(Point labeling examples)
-- Begin --

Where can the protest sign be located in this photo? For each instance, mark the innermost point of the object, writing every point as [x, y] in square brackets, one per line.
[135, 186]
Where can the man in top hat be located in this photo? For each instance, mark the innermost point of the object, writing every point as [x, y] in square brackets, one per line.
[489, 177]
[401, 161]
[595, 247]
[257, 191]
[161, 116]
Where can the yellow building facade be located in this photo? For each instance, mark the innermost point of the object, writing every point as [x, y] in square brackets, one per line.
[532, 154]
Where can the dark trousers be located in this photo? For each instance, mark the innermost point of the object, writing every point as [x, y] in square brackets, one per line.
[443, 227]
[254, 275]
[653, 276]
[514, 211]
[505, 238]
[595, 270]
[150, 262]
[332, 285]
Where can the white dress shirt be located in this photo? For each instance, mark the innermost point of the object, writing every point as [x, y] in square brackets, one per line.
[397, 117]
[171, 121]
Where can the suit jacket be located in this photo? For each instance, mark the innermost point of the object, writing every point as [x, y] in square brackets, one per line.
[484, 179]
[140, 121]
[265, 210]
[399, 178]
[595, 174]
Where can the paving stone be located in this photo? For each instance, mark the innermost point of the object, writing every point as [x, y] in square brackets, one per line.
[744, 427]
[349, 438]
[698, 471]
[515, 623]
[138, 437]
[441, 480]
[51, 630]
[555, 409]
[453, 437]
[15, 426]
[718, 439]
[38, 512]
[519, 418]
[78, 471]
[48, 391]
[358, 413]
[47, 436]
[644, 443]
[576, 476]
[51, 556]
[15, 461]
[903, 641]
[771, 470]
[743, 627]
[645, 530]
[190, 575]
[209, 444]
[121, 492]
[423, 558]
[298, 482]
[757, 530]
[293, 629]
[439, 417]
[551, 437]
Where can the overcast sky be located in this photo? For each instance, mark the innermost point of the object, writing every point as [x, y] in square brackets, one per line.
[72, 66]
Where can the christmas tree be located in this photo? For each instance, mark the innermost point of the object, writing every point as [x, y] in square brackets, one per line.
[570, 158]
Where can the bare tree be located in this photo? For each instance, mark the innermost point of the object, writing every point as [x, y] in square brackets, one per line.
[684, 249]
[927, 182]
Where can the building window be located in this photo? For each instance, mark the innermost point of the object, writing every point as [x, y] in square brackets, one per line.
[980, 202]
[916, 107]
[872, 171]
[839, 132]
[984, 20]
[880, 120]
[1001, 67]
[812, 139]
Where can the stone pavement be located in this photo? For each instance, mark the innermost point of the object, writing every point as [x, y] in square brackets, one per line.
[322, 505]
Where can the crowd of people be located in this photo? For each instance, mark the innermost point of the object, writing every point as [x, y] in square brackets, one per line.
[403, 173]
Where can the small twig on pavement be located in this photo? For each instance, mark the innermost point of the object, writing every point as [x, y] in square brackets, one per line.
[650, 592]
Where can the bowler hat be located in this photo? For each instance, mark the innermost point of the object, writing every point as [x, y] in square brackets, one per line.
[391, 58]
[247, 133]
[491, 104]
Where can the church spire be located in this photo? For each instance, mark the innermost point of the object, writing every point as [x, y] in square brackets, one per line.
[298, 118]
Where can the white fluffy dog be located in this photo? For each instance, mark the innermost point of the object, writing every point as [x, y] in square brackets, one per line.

-- End --

## EXERCISE DETAILS
Copy all of the rows above exactly as they appear, line for line.

## OUTPUT
Where can the protest sign be located in this photo? For each instance, mark the innermost point of the object, writing every point as [x, y] in square brackets, one per line.
[135, 186]
Where can the man in top hat be located in this photo? For each instance, mark the innermost point of the object, writing every point as [x, y] in square brackets, one per line.
[489, 177]
[401, 161]
[595, 247]
[257, 191]
[161, 116]
Where can the yellow building facade be located in this photo? For each instance, mark the innermost point of the object, writing every point as [x, y] in square brackets, one per line.
[532, 154]
Where can the dark trousers be located in this photo? For each instance, mark the innermost point of the object, writing every point as [x, y] in square brackets, one per line.
[443, 227]
[254, 275]
[653, 276]
[514, 211]
[505, 238]
[595, 270]
[150, 262]
[332, 285]
Where can the white dress shirt be located in this photo? For each instance, mark the innermost point of the object, writing every point as [x, y] in square brackets, one per line.
[397, 117]
[171, 121]
Where can the suit jacket be located in this photo? For each instance, mark the innermost point of the object, writing every point as [x, y] in square brackets, one per line.
[484, 179]
[140, 121]
[265, 210]
[399, 178]
[595, 174]
Where can the paving stone be located in this photo? For each instance, mark the innermost point of the object, writing every point as [x, y] in square brackets, one per line.
[744, 427]
[349, 438]
[698, 471]
[515, 623]
[138, 437]
[441, 480]
[51, 630]
[555, 409]
[453, 437]
[15, 426]
[718, 439]
[38, 512]
[519, 418]
[78, 471]
[48, 391]
[358, 413]
[47, 436]
[644, 443]
[576, 476]
[51, 556]
[15, 461]
[903, 641]
[771, 470]
[743, 627]
[645, 530]
[190, 575]
[209, 444]
[121, 492]
[423, 558]
[298, 482]
[757, 530]
[293, 629]
[439, 417]
[551, 437]
Where can the overcast sky be located in this photo? For each instance, mark the innermost point of the object, writing every point as [x, y] in square brackets, one per line.
[72, 66]
Where can the christmas tree be located in this photo? For each instance, mark the innermost point of the object, writing every point as [x, y] in square brackets, one per line.
[570, 158]
Where can the bare tree be located in this photo? For each instance, mark the innermost point of the object, writing every point as [x, y] in square brackets, one per line.
[684, 249]
[927, 182]
Where can the building window be located in this photo? For each instance, mark the innermost point of the object, writing every point as [x, y] in square brackets, one per line.
[980, 202]
[916, 107]
[872, 171]
[839, 132]
[984, 20]
[880, 120]
[1001, 67]
[812, 139]
Where can the stone pavement be located in this photo? For each instance, mark the innermost point of the object, writing every point as [x, y] in square brackets, one per line.
[322, 505]
Where can the crowd of people be located in this photo? For each instance, mark the innermost point of the object, writing every point as [x, y] in square brackets, one per line.
[403, 173]
Where can the small twig on pavement be located in this photo? For each instance, mark the innermost point of the object, writing every point as [x, y] in square brackets, one per line.
[650, 592]
Where can the bowler hat be located in this photo? For each instance, mark the innermost point of the object, writing every point as [x, y] in square brackets, one per line.
[391, 58]
[247, 133]
[491, 104]
Where can the church spire be located in this photo? For each instance, mark the innermost point of the object, writing every point as [x, y] in square brackets, one per line.
[298, 118]
Where can the white fluffy dog be located in this photo? For each instance, mark the innermost point of the object, writing every point as [x, y] in square brackets, one per line.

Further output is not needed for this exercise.